▸ WORKING DATA:
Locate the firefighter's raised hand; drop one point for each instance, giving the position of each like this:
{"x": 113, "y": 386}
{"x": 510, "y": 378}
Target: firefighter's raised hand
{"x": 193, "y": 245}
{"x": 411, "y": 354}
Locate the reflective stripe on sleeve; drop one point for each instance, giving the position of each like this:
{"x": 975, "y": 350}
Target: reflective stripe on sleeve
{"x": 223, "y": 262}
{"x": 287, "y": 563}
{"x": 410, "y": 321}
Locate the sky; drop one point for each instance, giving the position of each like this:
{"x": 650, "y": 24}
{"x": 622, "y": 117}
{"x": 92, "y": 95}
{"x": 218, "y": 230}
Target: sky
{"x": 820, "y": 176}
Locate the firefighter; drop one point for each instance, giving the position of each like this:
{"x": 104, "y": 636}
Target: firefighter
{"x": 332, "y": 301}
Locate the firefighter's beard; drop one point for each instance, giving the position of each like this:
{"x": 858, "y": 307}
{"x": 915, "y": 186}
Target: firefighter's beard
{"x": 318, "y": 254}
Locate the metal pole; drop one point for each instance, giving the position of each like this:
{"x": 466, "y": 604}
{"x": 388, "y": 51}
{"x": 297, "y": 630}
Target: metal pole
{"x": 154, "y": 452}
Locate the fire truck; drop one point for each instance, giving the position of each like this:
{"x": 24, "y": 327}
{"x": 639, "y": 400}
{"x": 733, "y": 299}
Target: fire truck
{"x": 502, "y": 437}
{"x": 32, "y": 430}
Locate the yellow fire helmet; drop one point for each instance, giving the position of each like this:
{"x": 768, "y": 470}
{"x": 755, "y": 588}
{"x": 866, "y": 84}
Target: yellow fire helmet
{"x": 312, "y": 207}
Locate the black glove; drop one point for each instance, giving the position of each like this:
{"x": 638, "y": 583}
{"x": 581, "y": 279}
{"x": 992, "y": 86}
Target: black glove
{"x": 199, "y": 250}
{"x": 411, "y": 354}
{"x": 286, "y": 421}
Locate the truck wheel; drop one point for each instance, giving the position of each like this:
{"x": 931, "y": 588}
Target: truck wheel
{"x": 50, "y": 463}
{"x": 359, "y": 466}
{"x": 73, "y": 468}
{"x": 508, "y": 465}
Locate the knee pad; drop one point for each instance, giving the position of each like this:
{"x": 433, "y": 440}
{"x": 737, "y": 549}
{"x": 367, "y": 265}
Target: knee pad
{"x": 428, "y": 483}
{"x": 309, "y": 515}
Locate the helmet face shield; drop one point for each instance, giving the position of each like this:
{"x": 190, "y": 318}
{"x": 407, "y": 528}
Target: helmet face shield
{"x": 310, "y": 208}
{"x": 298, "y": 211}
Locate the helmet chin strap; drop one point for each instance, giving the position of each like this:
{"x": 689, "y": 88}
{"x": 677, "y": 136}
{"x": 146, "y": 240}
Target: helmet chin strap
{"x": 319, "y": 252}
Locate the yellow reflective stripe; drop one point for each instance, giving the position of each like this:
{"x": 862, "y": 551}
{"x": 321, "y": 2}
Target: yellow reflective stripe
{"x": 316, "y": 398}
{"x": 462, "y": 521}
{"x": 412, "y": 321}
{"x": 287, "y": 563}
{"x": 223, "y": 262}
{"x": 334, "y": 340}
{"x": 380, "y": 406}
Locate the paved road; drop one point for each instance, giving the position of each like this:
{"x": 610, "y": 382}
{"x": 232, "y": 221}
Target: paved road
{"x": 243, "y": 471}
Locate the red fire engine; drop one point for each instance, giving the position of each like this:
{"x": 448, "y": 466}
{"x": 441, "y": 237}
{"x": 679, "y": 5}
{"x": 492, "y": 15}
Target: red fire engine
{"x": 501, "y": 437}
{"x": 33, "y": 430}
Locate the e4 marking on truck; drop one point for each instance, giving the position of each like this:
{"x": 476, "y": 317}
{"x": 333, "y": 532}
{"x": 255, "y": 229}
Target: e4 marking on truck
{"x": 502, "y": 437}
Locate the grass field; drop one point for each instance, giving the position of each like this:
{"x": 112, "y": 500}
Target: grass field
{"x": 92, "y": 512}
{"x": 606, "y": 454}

▸ YOUR TASK:
Exactly as they stand, write out all of the entries.

▸ ANSWER BELOW:
Locate the firefighter's raised hand; drop one point for each instance, giving the position of each like this:
{"x": 113, "y": 386}
{"x": 510, "y": 378}
Target: firefighter's raised hand
{"x": 193, "y": 245}
{"x": 411, "y": 354}
Locate the reflective stripe on sleeve; drop one point for each instance, giving the position of each like this:
{"x": 975, "y": 350}
Target: reflective stripe on sleeve
{"x": 223, "y": 262}
{"x": 287, "y": 563}
{"x": 410, "y": 321}
Locate the sky; drop one point for each instance, giving the position of each like this:
{"x": 650, "y": 24}
{"x": 622, "y": 117}
{"x": 92, "y": 95}
{"x": 218, "y": 230}
Target: sky
{"x": 820, "y": 176}
Locate the firefighter; drop one point for each instance, giving the position of each like this:
{"x": 104, "y": 636}
Target: firefighter
{"x": 332, "y": 301}
Locate the firefighter's beard; drop one point for each instance, giving the position of each like this:
{"x": 858, "y": 307}
{"x": 915, "y": 186}
Target: firefighter's beard
{"x": 318, "y": 254}
Locate the metal pole; drop one point for each instance, giving the position of each like this:
{"x": 466, "y": 604}
{"x": 388, "y": 51}
{"x": 297, "y": 630}
Target: metal pole
{"x": 154, "y": 452}
Locate the fire truck; drop one point for each instance, giving the position of each like this:
{"x": 24, "y": 327}
{"x": 639, "y": 400}
{"x": 733, "y": 299}
Target: fire truck
{"x": 502, "y": 437}
{"x": 32, "y": 430}
Locate the yellow fire helmet; drop one point for each instance, giving the position of each like this:
{"x": 768, "y": 470}
{"x": 755, "y": 588}
{"x": 866, "y": 84}
Target: yellow fire helmet
{"x": 312, "y": 207}
Locate the black glove; drop one point for each instance, giving the position of each like this:
{"x": 638, "y": 583}
{"x": 581, "y": 279}
{"x": 992, "y": 86}
Target: black glove
{"x": 199, "y": 250}
{"x": 411, "y": 354}
{"x": 286, "y": 421}
Locate the truck wheel; drop one point for each instance, giving the position of each like this:
{"x": 931, "y": 588}
Target: truck wheel
{"x": 50, "y": 463}
{"x": 359, "y": 466}
{"x": 73, "y": 468}
{"x": 508, "y": 465}
Locate the knee pad; drop one point for each instance, giving the position of each like this:
{"x": 433, "y": 440}
{"x": 737, "y": 549}
{"x": 367, "y": 265}
Target: knee pad
{"x": 428, "y": 483}
{"x": 309, "y": 515}
Locate the helmet face shield; drop one point for each instance, giving the position of each like this:
{"x": 190, "y": 318}
{"x": 407, "y": 528}
Target: helmet face shield
{"x": 310, "y": 208}
{"x": 298, "y": 211}
Locate the helmet chin strap; drop one point for each instance, giving the position of each like this:
{"x": 689, "y": 88}
{"x": 677, "y": 136}
{"x": 146, "y": 240}
Target: helmet chin strap
{"x": 319, "y": 252}
Locate the yellow reflective stripe; drop one point for each instance, giving the position of each like this:
{"x": 862, "y": 551}
{"x": 321, "y": 2}
Target: yellow reflective stripe
{"x": 316, "y": 398}
{"x": 462, "y": 521}
{"x": 412, "y": 321}
{"x": 287, "y": 563}
{"x": 223, "y": 262}
{"x": 334, "y": 340}
{"x": 380, "y": 406}
Locate the paved road; drop one point for each instance, giving the position of each like this:
{"x": 610, "y": 382}
{"x": 232, "y": 221}
Target: paved road
{"x": 243, "y": 471}
Locate the red fire engine; drop one point for each instance, giving the position of each like this:
{"x": 448, "y": 466}
{"x": 441, "y": 237}
{"x": 679, "y": 5}
{"x": 492, "y": 15}
Target: red fire engine
{"x": 501, "y": 437}
{"x": 33, "y": 430}
Locate the e4 marking on truck; drop one point for each instance, giving the position of each like this:
{"x": 476, "y": 317}
{"x": 333, "y": 532}
{"x": 255, "y": 229}
Target: e4 marking on truck
{"x": 502, "y": 437}
Locate the grass field; drop one point for each instance, giving the position of each like this:
{"x": 112, "y": 500}
Target: grass field
{"x": 92, "y": 512}
{"x": 606, "y": 454}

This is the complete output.